▶ _ASSIGNMENT_: Each line from the material with the word "below" in it must be copied.

▶ _RECORDS FOR THE TASK_:
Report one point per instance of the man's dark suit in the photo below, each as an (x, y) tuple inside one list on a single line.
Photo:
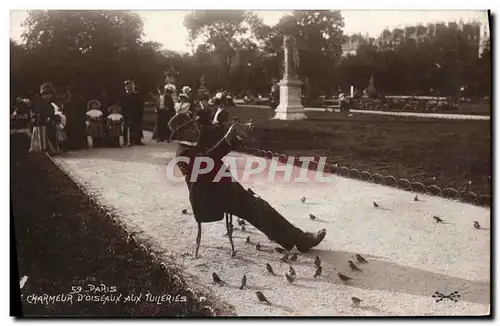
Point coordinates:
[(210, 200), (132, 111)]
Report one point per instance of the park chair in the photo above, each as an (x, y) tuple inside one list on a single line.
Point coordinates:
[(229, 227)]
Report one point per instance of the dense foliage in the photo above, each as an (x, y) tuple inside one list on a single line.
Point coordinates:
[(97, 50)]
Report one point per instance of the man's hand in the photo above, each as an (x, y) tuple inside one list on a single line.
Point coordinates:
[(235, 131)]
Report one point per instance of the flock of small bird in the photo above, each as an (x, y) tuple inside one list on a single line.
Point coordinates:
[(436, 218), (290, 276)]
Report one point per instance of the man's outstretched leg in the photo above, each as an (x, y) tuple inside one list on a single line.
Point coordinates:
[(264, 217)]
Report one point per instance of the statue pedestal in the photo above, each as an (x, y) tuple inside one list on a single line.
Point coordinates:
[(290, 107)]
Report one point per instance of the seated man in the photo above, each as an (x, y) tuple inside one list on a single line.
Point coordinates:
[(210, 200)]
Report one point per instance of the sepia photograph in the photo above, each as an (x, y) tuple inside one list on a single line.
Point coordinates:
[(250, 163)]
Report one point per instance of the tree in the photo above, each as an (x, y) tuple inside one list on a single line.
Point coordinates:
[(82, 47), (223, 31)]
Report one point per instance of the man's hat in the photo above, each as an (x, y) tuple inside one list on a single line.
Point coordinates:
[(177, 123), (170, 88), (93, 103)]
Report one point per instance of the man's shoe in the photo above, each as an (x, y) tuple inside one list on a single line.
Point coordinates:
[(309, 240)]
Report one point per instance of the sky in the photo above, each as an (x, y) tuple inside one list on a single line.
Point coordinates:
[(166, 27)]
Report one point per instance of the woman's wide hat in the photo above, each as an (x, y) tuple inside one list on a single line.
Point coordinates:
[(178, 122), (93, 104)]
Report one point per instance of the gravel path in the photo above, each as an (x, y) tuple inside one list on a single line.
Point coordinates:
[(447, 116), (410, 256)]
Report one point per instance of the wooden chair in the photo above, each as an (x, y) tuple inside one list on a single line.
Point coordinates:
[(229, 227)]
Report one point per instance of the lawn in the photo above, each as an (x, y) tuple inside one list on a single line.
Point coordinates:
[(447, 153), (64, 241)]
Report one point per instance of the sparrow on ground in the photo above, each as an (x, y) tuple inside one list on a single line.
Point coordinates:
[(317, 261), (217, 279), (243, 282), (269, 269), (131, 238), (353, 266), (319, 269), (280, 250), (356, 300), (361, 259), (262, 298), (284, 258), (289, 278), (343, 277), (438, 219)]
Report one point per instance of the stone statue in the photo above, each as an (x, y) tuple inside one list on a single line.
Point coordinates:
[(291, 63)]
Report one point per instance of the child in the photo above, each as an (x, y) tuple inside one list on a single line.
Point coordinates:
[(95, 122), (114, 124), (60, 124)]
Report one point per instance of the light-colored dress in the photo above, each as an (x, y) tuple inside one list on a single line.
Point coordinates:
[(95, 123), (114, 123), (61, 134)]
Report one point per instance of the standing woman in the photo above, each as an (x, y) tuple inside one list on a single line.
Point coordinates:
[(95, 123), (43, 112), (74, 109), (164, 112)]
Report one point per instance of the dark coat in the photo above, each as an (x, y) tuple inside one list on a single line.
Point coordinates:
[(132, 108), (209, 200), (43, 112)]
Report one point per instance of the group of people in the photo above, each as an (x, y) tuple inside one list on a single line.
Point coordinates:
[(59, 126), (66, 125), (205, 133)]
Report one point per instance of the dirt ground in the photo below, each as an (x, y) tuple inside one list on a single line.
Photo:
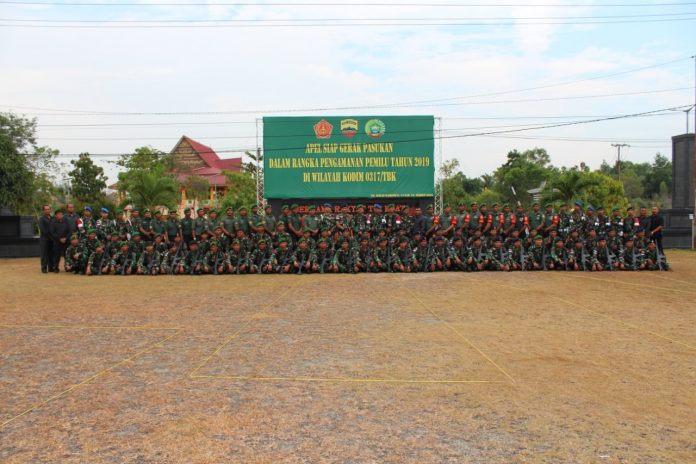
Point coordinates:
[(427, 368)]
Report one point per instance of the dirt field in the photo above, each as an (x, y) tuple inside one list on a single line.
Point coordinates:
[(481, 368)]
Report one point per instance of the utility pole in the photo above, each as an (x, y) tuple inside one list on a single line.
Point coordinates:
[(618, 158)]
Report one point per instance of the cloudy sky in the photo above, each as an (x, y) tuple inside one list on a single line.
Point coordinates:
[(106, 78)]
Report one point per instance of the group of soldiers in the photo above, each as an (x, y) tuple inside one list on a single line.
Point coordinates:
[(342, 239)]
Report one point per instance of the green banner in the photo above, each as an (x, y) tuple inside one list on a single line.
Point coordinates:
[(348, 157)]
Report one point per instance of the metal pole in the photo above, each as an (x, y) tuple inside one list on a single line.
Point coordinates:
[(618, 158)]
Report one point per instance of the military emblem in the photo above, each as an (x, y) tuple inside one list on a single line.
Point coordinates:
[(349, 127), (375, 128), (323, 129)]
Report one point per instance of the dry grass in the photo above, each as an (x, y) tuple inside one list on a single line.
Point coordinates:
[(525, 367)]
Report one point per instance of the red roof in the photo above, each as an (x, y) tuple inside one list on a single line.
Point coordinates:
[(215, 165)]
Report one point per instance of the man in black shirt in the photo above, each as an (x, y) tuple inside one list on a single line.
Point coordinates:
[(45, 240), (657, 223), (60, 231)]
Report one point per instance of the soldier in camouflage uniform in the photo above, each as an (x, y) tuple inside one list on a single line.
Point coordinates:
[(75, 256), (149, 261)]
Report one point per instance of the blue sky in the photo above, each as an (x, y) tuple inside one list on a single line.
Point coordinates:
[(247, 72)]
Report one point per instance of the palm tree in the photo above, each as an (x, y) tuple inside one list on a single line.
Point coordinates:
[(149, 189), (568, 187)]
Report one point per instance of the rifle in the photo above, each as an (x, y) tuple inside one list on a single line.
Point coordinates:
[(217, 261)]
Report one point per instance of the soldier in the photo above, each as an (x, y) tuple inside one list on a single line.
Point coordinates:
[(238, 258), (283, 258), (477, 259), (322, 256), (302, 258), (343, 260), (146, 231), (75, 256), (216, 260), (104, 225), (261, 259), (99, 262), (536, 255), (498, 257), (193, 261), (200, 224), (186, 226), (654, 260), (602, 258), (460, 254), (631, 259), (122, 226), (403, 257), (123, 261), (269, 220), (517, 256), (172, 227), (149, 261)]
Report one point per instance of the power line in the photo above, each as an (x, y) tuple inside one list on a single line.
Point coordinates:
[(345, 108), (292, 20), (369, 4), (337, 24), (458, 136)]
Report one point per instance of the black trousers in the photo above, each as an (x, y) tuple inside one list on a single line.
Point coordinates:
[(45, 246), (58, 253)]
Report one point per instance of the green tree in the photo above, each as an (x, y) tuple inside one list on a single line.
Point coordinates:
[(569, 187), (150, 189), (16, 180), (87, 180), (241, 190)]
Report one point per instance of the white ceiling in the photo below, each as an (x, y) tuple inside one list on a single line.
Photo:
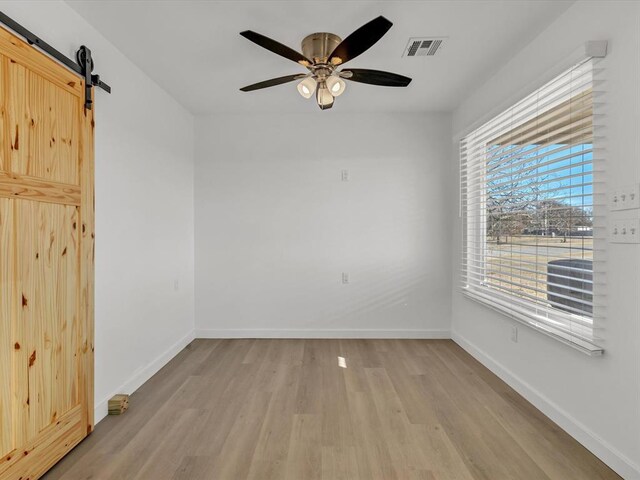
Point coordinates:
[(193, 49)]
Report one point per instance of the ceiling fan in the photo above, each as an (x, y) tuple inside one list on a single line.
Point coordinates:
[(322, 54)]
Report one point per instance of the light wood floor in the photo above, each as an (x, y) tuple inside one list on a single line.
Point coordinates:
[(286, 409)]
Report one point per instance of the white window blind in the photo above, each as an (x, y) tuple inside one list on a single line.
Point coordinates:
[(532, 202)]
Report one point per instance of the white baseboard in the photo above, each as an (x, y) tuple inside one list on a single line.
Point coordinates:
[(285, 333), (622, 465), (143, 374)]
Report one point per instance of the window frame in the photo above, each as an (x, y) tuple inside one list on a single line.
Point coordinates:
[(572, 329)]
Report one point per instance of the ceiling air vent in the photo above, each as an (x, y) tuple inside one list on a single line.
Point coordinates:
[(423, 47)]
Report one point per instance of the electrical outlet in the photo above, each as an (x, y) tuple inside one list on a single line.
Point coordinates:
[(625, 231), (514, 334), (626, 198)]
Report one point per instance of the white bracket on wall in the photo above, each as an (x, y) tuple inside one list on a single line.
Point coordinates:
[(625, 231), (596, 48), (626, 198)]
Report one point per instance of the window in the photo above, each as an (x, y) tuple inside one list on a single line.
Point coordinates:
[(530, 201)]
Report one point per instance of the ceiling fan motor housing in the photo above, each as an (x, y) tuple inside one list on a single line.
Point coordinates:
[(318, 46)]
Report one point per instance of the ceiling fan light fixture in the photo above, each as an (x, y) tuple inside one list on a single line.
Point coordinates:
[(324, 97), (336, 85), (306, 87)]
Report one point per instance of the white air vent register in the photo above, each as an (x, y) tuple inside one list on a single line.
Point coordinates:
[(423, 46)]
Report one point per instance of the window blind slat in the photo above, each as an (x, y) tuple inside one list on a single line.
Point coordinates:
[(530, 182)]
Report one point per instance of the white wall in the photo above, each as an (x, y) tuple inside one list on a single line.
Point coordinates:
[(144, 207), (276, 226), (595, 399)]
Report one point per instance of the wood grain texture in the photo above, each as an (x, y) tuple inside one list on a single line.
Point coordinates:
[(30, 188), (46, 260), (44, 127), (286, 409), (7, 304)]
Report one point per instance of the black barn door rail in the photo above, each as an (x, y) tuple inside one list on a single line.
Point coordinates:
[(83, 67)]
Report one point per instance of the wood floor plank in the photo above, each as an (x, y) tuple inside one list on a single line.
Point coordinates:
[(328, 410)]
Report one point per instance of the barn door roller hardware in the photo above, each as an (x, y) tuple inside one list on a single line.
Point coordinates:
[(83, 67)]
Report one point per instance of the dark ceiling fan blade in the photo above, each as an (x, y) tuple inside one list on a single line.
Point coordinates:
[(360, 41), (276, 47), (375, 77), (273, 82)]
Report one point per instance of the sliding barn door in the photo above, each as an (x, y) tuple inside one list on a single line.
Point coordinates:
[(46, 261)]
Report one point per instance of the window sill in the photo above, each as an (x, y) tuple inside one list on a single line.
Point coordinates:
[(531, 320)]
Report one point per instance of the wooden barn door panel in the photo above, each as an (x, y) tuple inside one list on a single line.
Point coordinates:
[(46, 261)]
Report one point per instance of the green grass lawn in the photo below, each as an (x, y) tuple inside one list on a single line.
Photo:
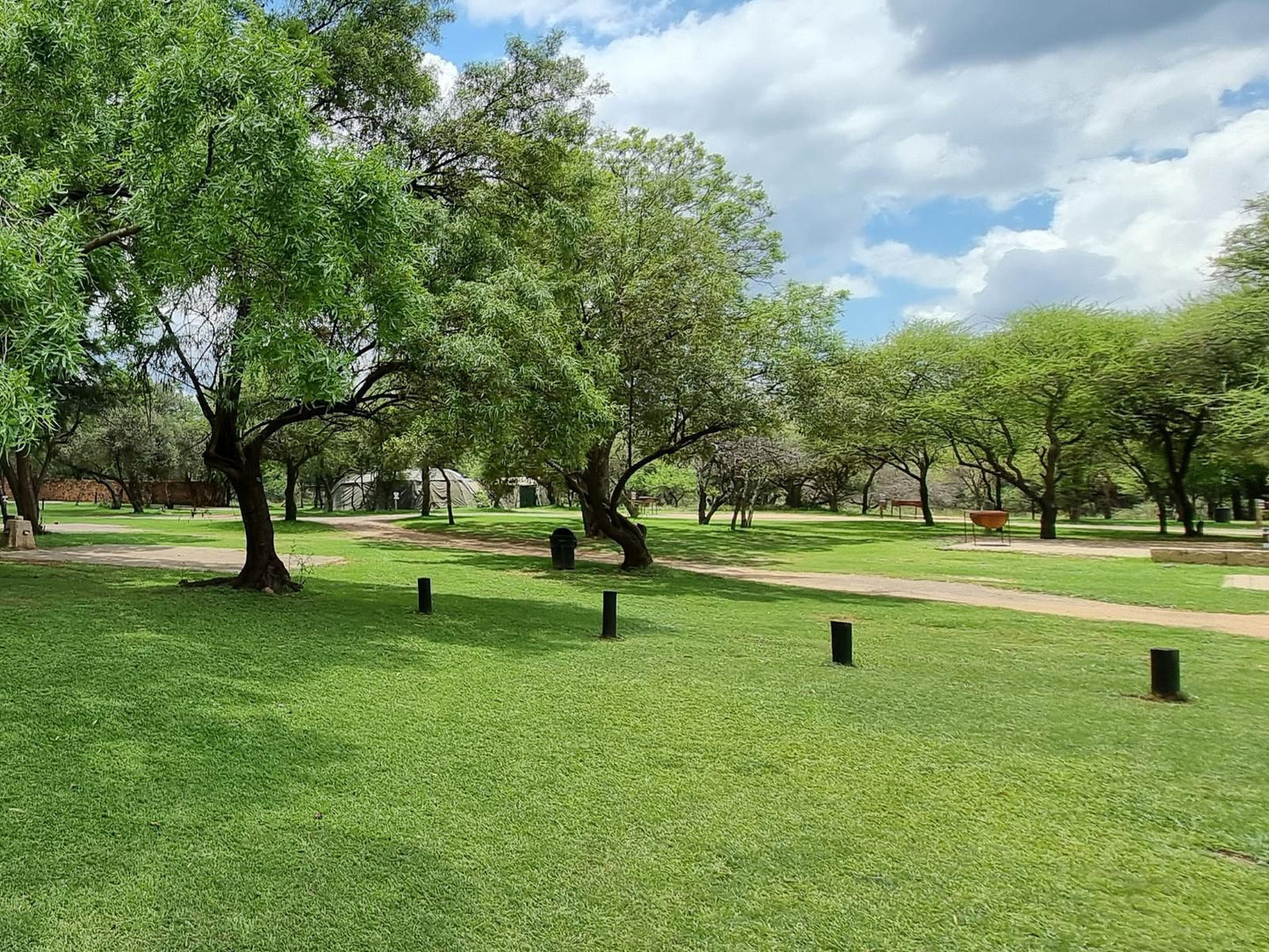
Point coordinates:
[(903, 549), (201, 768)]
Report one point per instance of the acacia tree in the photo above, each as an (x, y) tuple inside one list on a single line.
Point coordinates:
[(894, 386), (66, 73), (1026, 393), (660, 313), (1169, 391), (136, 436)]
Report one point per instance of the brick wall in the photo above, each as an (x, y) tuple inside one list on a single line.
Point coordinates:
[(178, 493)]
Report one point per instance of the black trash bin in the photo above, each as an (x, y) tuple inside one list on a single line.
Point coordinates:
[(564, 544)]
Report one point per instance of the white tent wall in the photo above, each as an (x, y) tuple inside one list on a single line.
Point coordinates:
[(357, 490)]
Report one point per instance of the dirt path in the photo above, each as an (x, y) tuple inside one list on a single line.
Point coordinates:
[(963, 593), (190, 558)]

▶ _ANSWER TO THE EXERCISE_:
Report one point per instance of the man's dark suit in the photo below, each as an (x, y) tuple inside one list on a single line.
Report one point per instance of the dirt ground in the photo below, each as an (x, y) tuple inside one list on a single line.
Report one point per instance of the white ceiling in the photo below, each as an (x, y) tuple inside one list on a single line.
Report one point per instance of the green grass lawn in the photo below, each as an (x, y) tuple inside one list on a single line.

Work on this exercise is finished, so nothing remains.